> Your instructions:
Rewrite the entries below, swapping "thickest part" for "widest part" throughout and leaving everything else as it is.

> The records:
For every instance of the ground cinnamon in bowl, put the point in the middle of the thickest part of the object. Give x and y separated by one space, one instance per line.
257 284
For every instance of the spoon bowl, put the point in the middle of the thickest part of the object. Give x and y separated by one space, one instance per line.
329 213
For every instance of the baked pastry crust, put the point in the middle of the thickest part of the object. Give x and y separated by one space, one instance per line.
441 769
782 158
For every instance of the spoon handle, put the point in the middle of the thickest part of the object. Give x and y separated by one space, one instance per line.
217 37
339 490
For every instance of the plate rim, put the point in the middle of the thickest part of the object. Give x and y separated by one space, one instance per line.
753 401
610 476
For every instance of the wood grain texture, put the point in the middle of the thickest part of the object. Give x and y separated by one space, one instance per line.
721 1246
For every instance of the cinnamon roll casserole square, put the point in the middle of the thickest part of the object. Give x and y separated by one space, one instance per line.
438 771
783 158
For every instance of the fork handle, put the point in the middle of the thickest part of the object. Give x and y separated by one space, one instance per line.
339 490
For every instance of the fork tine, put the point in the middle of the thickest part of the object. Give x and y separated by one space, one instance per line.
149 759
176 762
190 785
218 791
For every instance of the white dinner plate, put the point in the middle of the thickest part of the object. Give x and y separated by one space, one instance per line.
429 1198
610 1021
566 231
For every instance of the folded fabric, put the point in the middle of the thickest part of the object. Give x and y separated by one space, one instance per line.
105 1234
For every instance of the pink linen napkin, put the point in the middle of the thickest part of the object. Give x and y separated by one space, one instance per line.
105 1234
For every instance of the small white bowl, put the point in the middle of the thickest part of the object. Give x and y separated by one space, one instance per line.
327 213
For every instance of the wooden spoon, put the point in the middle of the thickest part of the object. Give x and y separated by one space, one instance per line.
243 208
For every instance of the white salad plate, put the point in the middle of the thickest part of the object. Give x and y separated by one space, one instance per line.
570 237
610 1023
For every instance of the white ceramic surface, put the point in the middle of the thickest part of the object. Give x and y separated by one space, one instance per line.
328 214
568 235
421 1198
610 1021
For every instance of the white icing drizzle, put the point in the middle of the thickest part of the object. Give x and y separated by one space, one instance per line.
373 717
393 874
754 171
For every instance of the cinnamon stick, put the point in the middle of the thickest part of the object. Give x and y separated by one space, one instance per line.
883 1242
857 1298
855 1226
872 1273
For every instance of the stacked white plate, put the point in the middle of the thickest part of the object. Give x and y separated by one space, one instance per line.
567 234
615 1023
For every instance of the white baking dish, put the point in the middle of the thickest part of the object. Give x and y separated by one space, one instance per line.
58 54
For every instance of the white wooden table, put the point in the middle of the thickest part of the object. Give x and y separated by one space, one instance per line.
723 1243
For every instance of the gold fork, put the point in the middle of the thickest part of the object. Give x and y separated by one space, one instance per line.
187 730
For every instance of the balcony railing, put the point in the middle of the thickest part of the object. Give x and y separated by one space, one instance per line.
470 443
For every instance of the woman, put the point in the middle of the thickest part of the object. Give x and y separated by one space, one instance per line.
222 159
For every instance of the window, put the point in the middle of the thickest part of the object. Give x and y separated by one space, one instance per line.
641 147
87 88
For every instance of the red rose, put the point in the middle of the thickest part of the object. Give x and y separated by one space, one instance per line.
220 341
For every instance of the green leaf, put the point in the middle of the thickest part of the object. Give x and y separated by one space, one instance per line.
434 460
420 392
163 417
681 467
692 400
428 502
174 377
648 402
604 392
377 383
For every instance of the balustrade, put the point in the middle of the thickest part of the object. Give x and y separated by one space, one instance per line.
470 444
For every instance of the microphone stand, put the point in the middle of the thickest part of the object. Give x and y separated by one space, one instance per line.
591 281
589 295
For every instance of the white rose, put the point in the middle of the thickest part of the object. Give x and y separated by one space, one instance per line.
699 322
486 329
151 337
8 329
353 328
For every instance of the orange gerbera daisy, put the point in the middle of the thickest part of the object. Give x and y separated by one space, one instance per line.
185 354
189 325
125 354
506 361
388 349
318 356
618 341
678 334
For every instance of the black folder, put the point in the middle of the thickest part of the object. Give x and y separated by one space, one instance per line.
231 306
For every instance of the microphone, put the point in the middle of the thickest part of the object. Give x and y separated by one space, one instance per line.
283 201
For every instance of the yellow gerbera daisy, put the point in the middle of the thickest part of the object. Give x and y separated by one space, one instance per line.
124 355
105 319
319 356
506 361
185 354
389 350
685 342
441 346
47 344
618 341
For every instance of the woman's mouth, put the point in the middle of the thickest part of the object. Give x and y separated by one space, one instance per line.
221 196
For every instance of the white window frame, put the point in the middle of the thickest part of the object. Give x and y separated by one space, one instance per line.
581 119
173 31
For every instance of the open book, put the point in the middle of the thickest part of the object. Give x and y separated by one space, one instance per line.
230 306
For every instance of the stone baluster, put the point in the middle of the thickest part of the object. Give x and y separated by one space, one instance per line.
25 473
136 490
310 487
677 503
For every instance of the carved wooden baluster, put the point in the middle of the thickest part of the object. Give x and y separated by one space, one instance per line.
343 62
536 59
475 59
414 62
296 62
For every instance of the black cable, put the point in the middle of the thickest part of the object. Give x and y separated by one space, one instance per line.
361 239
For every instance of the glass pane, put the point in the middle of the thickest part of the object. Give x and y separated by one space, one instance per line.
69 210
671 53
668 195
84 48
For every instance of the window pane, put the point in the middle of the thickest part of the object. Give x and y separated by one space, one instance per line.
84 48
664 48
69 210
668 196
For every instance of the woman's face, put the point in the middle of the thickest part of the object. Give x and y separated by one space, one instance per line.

> Complete output:
For every instance of the ground cinnamon in bowl, put the point in the middle of the widest part of the object. Give x and y separated by one space, one instance per line.
257 284
For every instance of the spoon bowl, put the point in the middle of the widest part of the object. Give x and y separated by one space, one instance per line.
329 213
For every instance of the baked pastry crust, put the point in the middle of the widest part of the object. Give x and y separated by one space, one instance per line.
441 769
782 158
For every instance of the spoon handle, put the point in the middle of the widest part of the object. Give x and y separated by one space, one instance per line.
217 37
339 490
For every instance of the plate rim, put the point in the middle of the widest part of the object. Give x and y separated by one space, one instance per line.
753 401
610 476
For every instance of the wood grain texture, put the point in the middle of the widest part of the object. Give x and y separated by one space, one instance per line.
721 1246
For every instance of the cinnamon roll casserole square, put the point in the middle of the widest part of the object. Give x and y separated by one space, one instance per line.
438 771
783 158
For every instance of the fork handle, put the point in the middle of the widest part of the object. Give x and y separated by one space, one instance per line.
339 490
For every instance of the fork tine, put the point in the middle of the widest part of the object. Give x and y separated by one space, one instance per line.
149 759
176 762
190 785
218 791
For every instance of the white dinner plate, put the point in the middle of the widest part of the object. Give x and y separated by one space, one instance per line.
429 1198
610 1021
566 231
For every instance of the folded fabric, put the point in the middle of the widest part of the object. Give x and y separated by one space, one instance per line.
105 1234
For every instance of the pink linen napkin, put the point in the middle of the widest part of the object. Give x and y separated by one space, one instance per line.
105 1234
For every instance of the small white bowl, put the point in the middle of the widest part of the object. Give x and y separated by one space, one instance per line.
327 213
For every instance of the wooden spoon, put the point in the middle of the widest part of the object. Give x and y separated by one space, one instance per line.
243 208
For every instance of the white salad plate, put the point in the middle of the widest part of the object. Give x and y separated by one space, one instance per line.
570 237
610 1023
For every instance of the white ceramic surface, put the point in the middle of the widest part of the object. Give x and y separated by one space, one instance per line.
328 214
568 235
421 1198
610 1021
For every instance of the white icing drizzle, put the point in the middle of the widest part of the object. Give x and y separated by one space, one instance per line.
373 717
393 874
754 171
For every instance of the cinnamon stick, put the point in the middle of the widest part of the object. Give x and y separated by one space, one instance per line.
883 1242
857 1298
855 1226
872 1273
For every instance of the stacked white plate, put the point in the middle of the widest part of the object. Give x and y separated by one space, one instance per line.
567 234
615 1023
For every instance of the white baking dish, put the point in the middle of the widest part of the object. Give x and y separated by one space, one instance per line.
58 54
For every instance of the white wooden table, put the point in the middle of the widest part of the object. Give x and y separated by one space, one instance per line.
723 1243
For every instance of the gold fork, put the point in the middle of the widest part of the object. Give x and y separated by one space, one instance per line.
187 730
For every instance of the balcony railing, put the point in the middle of the widest part of the object. Give x and y separated by one space, one instance per line.
470 443
For every instance of the woman, put the point in the middle of the widest part of the object. Give x and y separated by one space, one instance per line.
222 159
For every instance of the window, put the point in the middle of the widest part of the object. Give x and y separated by one space, one instance per line.
641 147
87 88
For every instance of the red rose, put the point in the middle of the widest part of the object. Give x and y separated by one space, one instance per line.
220 341
For every instance of the green leaf, put the point in the middle of the widest part of the object. Give x and y separated by one space, one instance per line.
434 460
420 392
163 417
681 467
692 400
428 502
174 377
648 402
604 392
377 383
For every instance of the balustrade, put the point in the middle of the widest part of the object. Give x and y separated by one space, one instance per line.
470 444
For every instance of the microphone stand, put the point in the middle of the widest part of the object. Give x and y separated by one space, one instance per line.
591 281
589 295
For every instance of the white rose, put the point in the middle of the widest part of the object. Give x and y separated by one space, one instance per line.
699 322
486 329
151 337
8 329
353 328
For every instance of the orange gerbera daisy, put the point in the middle of the widest part of the object. Give x and y separated by one space, one instance per line.
185 354
189 325
125 354
506 361
388 349
318 356
618 341
678 334
For every instance of the black folder, put the point in the middle of the widest part of the object. Give x and y separated by one space, one instance per line.
231 306
For every instance of the microphone, put the point in the middle of the widest part of the object. Give x and y separated by one space, one instance per line.
283 201
For every instance of the yellow gerbera daisy, put the point in the middle of the widest part of the object. Give x and y separated by one space, one instance per line.
124 355
105 319
319 356
506 361
185 354
389 350
685 342
441 346
47 344
618 341
For every instance of the woman's mouth, put the point in the middle of the widest part of the object. Give x and y separated by one space, one instance per line.
221 196
For every instance of the white window frame, put the point in the middle of the widest part of the object. Give x and y separated by one space, one instance per line.
581 119
173 31
For every instance of the open book, put the point in the middle of the widest part of the object. Give x and y separated by one space, one instance per line.
230 306
For every instance of the stone baluster, put the point in the middle of the widest part of the object. Give x and y separated by one space, one instance per line.
25 473
136 490
310 487
677 503
For every instance of the carved wooden baluster, put the point in the middle of the widest part of the object. Give x and y separated by one space, one instance per line.
343 62
536 59
475 59
414 62
296 62
For every instance of the black cable, put the point in the middle of the widest part of the object. Give x and y separated by one space, one instance per line.
361 239
For every instance of the glass pane, put the point in the middle of the widest part of the object. Give x and y separated by one space, one instance per line.
69 210
671 53
668 195
84 48
For every instance of the window pane, put the point in the middle of the widest part of the object. Give x and y separated by one space, one instance per line.
84 48
664 48
69 210
668 196
For every instance of the woman's face, put the point in the middle of the widest part of the object. Give x and y separated by one space, one instance per line.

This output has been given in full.